**SOURCE PASSAGE**
Clearing systematic range biases from SLR observations: assessment and outlook

Satellite Laser Ranging (SLR) has become an invaluable core technique in numerous geodetic applications. SLR measurements to passive spherical satellites essentially contribute to the determination of geocenter coordinates and global scale in the International Terrestrial Reference Frame (ITRF) realizations. In addition, SLR measurements to active satellites in Low Earth Orbit (LEO) are up to now mostly used for independent validation of orbit solutions, usually derived by microwave tracking techniques based on Doppler Orbitography and Radiopositioning Integrated by Satellite (DORIS) or Global Navigation Satellite Systems (GNSS). This allows for the analysis of systematic orbit errors (e.g., originating from poorly known non-gravitational perturbations or sensor offsets) not only in the radial direction (key to satellite altimetry missions), but in three dimensions.

 

It has recently been shown, in Saquet et al. (2023), that the analysis of SLR data to a constellation of active LEO satellites with fixed microwave-derived orbit solutions is a promising approach to exhibit SLR range biases independently from well-known correlation issues and less prone to geographically correlated orbit errors. Clearing systematic range biases from SLR observations is also an essential step to meeting stringent future requirements such as for ESA’s GENESIS mission or enabling the calibration of altimeter range biases for the next generation of altimetry missions.

 

In this paper, we use geodetic sphere (e.g., LAGEOS-1/2) measurement SLR residuals to assess the quality of the station range biases derived from satellite altimetry compared to ILRS-based range bias values. Systematic differences between the two independent approaches are analyzed, especially for well-performing laser stations with diverse detector types (e.g., single/multi-photon). Finally, relying on multiple years of observations, the contribution of tropospheric delay modeling errors to these biases is estimated.

**DATA**
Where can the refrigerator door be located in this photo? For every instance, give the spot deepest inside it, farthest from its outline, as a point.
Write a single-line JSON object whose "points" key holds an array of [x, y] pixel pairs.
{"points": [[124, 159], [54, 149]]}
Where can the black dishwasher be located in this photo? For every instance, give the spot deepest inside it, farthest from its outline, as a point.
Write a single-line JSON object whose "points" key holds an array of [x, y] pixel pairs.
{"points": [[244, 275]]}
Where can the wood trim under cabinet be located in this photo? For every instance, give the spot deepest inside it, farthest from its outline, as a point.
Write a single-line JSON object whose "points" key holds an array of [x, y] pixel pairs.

**QUESTIONS ON THE MATERIAL**
a – According to the SLR abstract, what do SLR measurements to passive spherical satellites help determine?
b – Write out the part of the SLR abstract between "Satellite Laser Ranging" and "in three dimensions.", inclusive.

**ANSWER SET**
a – They help determine geocenter coordinates and global scale in the International Terrestrial Reference Frame (ITRF) realizations.

b –
Satellite Laser Ranging (SLR) has become an invaluable core technique in numerous geodetic applications. SLR measurements to passive spherical satellites essentially contribute to the determination of geocenter coordinates and global scale in the International Terrestrial Reference Frame (ITRF) realizations. In addition, SLR measurements to active satellites in Low Earth Orbit (LEO) are up to now mostly used for independent validation of orbit solutions, usually derived by microwave tracking techniques based on Doppler Orbitography and Radiopositioning Integrated by Satellite (DORIS) or Global Navigation Satellite Systems (GNSS). This allows for the analysis of systematic orbit errors (e.g., originating from poorly known non-gravitational perturbations or sensor offsets) not only in the radial direction (key to satellite altimetry missions), but in three dimensions.